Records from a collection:
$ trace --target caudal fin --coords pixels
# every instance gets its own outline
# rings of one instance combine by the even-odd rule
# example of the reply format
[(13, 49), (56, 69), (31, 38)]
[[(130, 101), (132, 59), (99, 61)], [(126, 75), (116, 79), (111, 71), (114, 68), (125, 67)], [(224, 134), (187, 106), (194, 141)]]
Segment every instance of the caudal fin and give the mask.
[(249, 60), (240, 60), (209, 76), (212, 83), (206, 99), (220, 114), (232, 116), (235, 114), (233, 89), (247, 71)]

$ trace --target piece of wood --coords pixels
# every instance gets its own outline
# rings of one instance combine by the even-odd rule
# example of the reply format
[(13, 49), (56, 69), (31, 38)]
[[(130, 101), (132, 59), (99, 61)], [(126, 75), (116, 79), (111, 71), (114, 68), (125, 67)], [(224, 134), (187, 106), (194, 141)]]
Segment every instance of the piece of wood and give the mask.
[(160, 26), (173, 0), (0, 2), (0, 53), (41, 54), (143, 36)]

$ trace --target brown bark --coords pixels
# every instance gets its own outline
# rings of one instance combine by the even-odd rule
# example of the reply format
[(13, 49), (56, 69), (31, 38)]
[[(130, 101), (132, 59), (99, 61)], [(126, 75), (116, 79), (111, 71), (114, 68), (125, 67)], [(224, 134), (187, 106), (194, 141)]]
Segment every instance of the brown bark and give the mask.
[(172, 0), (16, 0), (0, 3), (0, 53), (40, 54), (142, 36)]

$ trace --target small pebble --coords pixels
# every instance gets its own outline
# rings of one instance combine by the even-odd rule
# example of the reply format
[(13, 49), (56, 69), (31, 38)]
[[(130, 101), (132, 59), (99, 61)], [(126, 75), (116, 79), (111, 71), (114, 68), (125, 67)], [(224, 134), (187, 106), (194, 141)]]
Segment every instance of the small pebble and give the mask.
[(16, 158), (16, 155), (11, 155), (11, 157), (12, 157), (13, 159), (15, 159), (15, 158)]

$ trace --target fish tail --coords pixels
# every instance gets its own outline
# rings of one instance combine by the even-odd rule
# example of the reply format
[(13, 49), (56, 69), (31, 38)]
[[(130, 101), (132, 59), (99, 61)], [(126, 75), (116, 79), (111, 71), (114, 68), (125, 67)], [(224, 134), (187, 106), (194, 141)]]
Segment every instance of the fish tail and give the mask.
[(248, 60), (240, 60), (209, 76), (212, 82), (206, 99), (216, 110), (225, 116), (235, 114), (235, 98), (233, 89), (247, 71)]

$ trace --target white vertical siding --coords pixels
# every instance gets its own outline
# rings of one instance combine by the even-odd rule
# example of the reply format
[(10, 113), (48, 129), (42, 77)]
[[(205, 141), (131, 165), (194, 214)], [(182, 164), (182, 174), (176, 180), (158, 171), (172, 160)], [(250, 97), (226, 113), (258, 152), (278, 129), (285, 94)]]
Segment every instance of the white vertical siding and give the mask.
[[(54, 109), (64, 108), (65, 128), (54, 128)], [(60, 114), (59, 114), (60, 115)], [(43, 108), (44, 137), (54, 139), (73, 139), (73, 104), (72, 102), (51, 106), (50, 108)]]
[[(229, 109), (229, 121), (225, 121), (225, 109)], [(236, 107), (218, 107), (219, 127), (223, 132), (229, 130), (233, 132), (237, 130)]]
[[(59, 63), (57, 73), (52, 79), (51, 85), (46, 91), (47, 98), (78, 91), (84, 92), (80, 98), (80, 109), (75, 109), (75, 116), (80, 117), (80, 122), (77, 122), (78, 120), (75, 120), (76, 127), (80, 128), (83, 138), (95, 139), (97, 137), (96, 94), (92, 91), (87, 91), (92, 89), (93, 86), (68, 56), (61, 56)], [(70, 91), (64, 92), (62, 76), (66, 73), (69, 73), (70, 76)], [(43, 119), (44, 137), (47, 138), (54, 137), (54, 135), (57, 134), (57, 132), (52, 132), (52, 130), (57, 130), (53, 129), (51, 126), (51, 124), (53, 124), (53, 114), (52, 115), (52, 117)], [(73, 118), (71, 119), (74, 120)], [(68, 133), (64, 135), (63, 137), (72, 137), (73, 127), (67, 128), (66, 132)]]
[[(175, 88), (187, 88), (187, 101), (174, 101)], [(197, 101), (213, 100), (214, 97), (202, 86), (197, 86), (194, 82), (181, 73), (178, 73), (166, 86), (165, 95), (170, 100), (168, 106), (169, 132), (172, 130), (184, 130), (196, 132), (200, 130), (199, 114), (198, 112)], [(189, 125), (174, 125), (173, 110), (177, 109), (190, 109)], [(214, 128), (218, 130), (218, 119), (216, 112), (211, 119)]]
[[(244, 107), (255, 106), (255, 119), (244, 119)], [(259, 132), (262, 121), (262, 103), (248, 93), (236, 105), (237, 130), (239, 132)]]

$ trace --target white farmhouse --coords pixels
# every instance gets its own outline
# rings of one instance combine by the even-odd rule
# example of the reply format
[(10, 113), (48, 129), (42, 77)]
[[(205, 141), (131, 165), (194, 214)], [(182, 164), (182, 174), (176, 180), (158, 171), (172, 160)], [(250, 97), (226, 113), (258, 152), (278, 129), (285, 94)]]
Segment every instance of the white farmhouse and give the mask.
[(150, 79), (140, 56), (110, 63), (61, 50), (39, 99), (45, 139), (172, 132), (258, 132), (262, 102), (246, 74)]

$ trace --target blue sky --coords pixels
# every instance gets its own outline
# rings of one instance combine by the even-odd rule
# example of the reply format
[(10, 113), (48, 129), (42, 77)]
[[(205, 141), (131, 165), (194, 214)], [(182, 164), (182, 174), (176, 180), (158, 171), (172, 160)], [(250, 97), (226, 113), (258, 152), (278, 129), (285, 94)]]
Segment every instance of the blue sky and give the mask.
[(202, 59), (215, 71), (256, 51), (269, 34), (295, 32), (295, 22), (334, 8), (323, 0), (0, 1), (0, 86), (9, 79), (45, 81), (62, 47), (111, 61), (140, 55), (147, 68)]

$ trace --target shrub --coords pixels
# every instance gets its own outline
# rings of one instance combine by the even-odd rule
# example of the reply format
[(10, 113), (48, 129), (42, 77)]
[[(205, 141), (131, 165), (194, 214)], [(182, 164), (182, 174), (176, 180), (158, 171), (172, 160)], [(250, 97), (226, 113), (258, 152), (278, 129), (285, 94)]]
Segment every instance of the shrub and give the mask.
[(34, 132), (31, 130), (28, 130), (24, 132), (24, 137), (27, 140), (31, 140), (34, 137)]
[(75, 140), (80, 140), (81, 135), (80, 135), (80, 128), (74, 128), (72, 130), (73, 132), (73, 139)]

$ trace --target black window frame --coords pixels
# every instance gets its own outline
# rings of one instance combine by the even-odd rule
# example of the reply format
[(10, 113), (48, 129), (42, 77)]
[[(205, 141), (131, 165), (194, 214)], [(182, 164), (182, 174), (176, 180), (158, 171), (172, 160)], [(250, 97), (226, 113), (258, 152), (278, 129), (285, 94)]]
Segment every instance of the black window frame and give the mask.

Description of the task:
Print the part of the listing that begins with the line containing "tail --coords pixels" and ends with the line containing "98), (233, 89), (247, 71)]". Keep both of those lines and reproduce every line unchanged.

Finished answer:
$ trace --target fish tail --coords pixels
# every instance gets its own outline
# rings of one instance combine by the even-odd rule
# example of the reply format
[(13, 49), (56, 69), (31, 38)]
[[(130, 101), (132, 59), (99, 61)], [(126, 75), (116, 79), (111, 71), (114, 68), (125, 67)], [(224, 134), (187, 106), (194, 141)]]
Segment every instance of the fish tail and give the mask.
[(248, 60), (240, 60), (209, 76), (212, 82), (206, 99), (216, 110), (225, 116), (235, 114), (235, 98), (233, 89), (247, 71)]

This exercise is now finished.